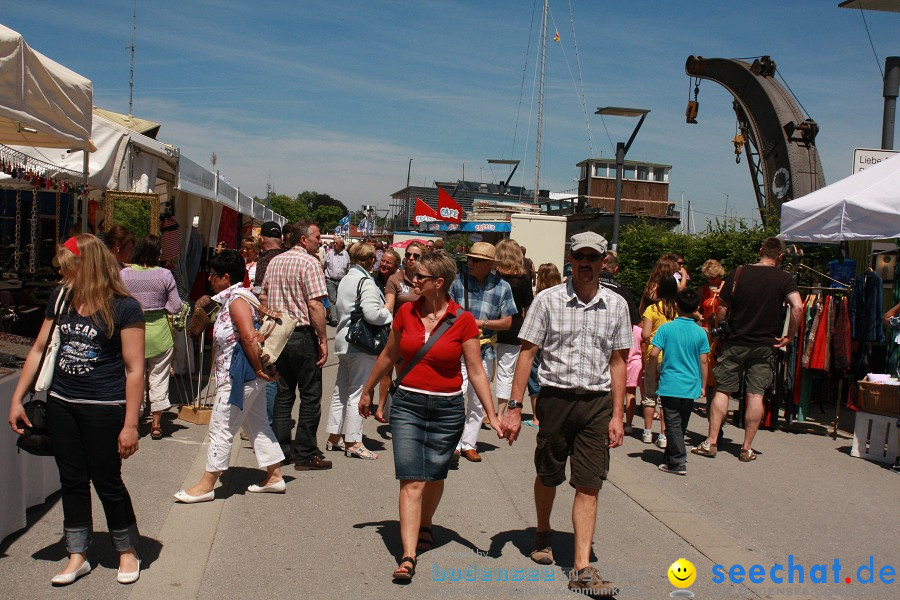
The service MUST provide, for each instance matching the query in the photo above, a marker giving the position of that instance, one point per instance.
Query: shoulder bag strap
* * * *
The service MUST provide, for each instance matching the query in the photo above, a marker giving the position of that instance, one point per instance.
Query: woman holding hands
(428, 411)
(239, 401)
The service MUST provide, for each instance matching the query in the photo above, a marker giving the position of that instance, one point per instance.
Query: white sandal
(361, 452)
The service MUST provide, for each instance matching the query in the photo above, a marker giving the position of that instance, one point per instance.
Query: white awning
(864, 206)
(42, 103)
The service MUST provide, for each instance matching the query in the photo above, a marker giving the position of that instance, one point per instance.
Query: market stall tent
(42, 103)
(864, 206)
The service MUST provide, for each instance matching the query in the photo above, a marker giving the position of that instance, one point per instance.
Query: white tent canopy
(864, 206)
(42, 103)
* * * *
# Task statement
Find every line in the listing above that contains the word "white" and copy each one out in full. The match is case-sensitive.

# Solution to this problem
Query: white sandal
Query: white awning
Query: white tent canopy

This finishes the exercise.